● **TASK STATEMENT**:
Your task is to transcribe the entries below exactly, beginning with the line containing "377L101 355L63 389L56" and ending with the final line, and to add nothing else.

Stored items:

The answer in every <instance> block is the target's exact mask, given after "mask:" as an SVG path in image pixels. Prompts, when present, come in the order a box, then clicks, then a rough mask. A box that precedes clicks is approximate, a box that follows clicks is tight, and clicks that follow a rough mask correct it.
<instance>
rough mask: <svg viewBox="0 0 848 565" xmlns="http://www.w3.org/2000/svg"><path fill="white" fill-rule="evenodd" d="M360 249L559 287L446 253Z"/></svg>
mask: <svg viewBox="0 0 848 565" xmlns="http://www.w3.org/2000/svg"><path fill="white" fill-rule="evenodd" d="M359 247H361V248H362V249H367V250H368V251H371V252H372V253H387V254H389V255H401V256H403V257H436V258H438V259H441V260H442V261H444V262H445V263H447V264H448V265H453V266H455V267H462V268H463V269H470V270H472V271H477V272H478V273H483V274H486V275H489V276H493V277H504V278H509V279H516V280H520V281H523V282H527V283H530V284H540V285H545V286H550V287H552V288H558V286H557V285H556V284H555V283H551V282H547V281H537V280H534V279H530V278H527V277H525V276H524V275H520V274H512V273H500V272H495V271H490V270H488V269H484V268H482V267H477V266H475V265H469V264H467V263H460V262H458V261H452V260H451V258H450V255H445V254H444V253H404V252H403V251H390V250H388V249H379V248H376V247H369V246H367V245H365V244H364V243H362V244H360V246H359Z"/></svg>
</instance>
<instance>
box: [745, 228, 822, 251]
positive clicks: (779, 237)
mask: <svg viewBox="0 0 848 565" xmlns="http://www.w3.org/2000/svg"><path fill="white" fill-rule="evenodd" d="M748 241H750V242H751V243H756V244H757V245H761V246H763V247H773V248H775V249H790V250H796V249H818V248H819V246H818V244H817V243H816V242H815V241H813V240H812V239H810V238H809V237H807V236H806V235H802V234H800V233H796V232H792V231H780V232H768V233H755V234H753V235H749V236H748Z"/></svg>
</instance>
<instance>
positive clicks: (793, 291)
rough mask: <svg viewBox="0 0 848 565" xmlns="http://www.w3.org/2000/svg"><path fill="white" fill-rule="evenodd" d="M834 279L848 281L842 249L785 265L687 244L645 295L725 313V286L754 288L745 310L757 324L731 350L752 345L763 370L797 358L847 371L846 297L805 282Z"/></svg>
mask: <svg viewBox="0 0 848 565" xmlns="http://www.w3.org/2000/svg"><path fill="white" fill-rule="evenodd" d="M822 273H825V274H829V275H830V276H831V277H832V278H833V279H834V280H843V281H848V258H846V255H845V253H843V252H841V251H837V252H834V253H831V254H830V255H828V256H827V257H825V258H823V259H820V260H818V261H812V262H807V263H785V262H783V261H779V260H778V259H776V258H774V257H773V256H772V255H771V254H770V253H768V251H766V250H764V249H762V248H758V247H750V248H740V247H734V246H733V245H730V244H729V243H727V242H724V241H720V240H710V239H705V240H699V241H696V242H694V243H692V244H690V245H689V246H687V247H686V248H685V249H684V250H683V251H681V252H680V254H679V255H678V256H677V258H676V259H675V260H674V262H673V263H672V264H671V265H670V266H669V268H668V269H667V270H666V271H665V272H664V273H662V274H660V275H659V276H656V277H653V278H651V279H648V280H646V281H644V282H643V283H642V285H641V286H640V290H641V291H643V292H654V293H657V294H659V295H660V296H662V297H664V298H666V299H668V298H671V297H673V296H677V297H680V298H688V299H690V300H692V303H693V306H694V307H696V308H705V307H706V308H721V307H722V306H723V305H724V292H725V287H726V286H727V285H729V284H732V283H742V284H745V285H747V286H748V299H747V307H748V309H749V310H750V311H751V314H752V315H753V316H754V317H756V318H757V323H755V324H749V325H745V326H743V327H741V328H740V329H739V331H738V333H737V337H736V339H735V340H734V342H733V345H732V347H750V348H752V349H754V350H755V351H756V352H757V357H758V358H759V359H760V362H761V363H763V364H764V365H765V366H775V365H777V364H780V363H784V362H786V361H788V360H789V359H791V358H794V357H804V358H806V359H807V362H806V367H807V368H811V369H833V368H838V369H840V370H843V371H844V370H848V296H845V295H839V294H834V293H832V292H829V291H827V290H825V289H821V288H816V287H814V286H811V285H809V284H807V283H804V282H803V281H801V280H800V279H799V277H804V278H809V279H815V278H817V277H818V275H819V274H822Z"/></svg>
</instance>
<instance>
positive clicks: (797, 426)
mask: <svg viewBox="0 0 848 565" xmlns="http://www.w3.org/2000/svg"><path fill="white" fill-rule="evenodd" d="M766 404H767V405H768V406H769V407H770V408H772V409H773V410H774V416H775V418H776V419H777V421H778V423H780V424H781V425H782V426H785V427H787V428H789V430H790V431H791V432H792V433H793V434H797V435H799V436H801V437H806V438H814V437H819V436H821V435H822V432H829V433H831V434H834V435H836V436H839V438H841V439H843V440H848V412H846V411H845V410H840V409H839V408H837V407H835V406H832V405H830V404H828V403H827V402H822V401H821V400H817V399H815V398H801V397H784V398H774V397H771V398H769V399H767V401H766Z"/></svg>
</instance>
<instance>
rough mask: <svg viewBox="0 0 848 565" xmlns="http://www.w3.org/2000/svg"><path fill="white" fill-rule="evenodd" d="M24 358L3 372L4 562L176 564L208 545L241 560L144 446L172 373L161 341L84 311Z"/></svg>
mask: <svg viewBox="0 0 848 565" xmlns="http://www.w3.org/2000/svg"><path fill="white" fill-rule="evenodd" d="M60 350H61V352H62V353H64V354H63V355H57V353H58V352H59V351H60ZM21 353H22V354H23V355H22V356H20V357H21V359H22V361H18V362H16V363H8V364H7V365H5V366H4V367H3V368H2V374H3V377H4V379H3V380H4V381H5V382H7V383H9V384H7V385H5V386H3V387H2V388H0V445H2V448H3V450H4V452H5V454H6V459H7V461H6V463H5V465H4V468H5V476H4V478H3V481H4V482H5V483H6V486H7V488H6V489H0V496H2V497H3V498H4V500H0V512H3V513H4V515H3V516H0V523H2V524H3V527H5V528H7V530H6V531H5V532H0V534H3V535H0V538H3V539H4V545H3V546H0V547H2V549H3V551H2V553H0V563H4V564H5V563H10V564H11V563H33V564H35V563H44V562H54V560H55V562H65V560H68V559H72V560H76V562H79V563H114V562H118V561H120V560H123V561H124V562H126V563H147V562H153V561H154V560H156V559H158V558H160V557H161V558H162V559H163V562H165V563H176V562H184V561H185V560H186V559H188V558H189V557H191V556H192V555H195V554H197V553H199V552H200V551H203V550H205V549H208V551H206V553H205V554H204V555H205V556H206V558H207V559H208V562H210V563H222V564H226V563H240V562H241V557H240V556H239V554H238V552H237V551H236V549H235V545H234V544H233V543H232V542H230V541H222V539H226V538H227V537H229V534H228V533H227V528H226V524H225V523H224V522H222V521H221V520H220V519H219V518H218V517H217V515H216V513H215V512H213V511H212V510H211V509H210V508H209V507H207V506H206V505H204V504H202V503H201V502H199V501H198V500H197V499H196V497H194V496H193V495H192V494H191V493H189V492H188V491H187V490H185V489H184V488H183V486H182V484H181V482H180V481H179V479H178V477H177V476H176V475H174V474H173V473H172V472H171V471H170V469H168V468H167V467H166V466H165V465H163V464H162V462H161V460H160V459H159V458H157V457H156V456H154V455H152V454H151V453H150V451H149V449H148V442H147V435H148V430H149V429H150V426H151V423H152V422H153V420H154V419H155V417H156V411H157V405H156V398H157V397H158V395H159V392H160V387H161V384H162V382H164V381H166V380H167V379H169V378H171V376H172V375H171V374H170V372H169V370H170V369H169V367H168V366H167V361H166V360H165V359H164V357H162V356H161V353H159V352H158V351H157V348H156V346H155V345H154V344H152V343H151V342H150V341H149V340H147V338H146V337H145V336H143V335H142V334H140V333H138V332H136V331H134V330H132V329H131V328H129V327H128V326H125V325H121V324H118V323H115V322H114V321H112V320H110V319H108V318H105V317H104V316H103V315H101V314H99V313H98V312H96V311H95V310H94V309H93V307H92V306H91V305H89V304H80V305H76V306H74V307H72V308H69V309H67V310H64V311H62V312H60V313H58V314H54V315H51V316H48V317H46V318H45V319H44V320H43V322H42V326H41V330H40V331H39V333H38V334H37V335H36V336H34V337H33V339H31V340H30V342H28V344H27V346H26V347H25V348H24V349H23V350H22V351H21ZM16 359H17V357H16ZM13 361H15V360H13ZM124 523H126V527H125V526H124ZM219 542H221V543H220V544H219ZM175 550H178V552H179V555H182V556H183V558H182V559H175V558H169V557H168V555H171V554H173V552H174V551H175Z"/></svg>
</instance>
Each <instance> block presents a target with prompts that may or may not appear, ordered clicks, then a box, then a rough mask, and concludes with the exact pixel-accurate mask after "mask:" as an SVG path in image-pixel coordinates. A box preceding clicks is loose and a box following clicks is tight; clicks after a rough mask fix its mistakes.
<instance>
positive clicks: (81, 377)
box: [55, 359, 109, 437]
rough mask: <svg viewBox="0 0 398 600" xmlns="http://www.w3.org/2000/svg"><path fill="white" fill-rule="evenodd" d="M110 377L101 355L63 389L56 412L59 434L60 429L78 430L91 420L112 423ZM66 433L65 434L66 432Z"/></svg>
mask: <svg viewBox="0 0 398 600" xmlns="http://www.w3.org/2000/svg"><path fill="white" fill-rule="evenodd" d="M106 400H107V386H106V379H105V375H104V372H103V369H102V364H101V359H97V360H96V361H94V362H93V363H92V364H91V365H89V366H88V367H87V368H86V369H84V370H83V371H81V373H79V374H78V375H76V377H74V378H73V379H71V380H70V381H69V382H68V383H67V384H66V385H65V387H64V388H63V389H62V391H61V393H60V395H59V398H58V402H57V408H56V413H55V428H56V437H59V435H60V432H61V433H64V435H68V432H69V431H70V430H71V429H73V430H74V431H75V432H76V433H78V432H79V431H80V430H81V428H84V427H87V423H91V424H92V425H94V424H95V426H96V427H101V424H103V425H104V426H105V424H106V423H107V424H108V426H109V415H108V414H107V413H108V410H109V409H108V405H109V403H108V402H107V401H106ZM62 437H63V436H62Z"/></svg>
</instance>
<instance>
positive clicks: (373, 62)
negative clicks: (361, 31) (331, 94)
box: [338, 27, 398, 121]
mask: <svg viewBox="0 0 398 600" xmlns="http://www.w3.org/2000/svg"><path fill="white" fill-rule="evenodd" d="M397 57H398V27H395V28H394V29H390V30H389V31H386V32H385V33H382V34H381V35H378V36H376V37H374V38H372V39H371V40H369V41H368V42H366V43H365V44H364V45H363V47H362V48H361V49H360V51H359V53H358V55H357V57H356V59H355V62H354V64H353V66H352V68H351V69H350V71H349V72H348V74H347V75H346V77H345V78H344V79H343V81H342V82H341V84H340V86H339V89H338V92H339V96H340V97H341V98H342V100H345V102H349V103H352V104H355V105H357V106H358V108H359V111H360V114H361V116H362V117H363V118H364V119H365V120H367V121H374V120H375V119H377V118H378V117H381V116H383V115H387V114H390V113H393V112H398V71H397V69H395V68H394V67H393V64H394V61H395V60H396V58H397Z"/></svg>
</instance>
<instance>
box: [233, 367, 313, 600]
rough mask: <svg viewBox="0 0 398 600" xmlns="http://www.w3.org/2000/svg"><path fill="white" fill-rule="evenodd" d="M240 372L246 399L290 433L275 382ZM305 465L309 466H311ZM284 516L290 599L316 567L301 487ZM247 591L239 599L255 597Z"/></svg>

● **ANSWER SECTION**:
rough mask: <svg viewBox="0 0 398 600" xmlns="http://www.w3.org/2000/svg"><path fill="white" fill-rule="evenodd" d="M110 377L101 355L63 389L56 412L59 434L60 429L78 430L91 420L112 423ZM66 433L65 434L66 432Z"/></svg>
mask: <svg viewBox="0 0 398 600" xmlns="http://www.w3.org/2000/svg"><path fill="white" fill-rule="evenodd" d="M106 400H107V386H106V379H105V375H104V372H103V369H102V364H101V359H97V360H96V361H94V362H93V363H92V364H91V365H89V366H88V367H87V368H86V369H84V370H83V371H81V373H79V374H78V375H76V377H74V378H73V379H71V380H70V381H69V382H68V383H67V384H66V385H65V387H64V388H63V389H62V391H61V393H60V395H59V398H58V402H57V408H56V413H55V428H56V437H59V435H60V432H61V433H64V435H68V432H69V431H70V430H71V429H73V430H74V431H75V432H76V433H78V432H79V431H80V430H81V428H84V427H87V423H91V424H92V425H94V424H95V426H96V427H101V424H103V425H104V426H105V424H106V423H107V424H108V426H109V415H108V414H107V413H108V410H109V409H108V405H109V403H108V402H107V401H106ZM62 437H63V436H62Z"/></svg>
</instance>
<instance>
positive clicks: (373, 62)
negative clicks: (361, 31) (331, 94)
box: [338, 27, 398, 121]
mask: <svg viewBox="0 0 398 600" xmlns="http://www.w3.org/2000/svg"><path fill="white" fill-rule="evenodd" d="M397 57H398V27H395V28H394V29H390V30H389V31H386V32H385V33H382V34H381V35H378V36H376V37H374V38H372V39H371V40H369V41H368V42H366V43H365V44H364V45H363V47H362V48H361V49H360V51H359V53H358V55H357V57H356V59H355V62H354V64H353V66H352V68H351V69H350V71H349V72H348V74H347V75H346V77H345V78H344V79H343V81H342V82H341V84H340V86H339V89H338V92H339V96H340V97H341V98H342V100H345V102H349V103H352V104H355V105H357V106H358V108H359V111H360V114H361V116H362V117H363V118H364V119H365V120H367V121H374V120H375V119H377V118H378V117H381V116H383V115H387V114H390V113H393V112H398V71H397V69H395V68H394V67H393V64H394V61H395V60H396V58H397Z"/></svg>
</instance>
<instance>
box: [233, 367, 313, 600]
rough mask: <svg viewBox="0 0 398 600" xmlns="http://www.w3.org/2000/svg"><path fill="white" fill-rule="evenodd" d="M240 372L246 399L290 433L275 382ZM305 465L309 466H311ZM284 516L290 599L316 567L301 487ZM247 591L239 599L255 597Z"/></svg>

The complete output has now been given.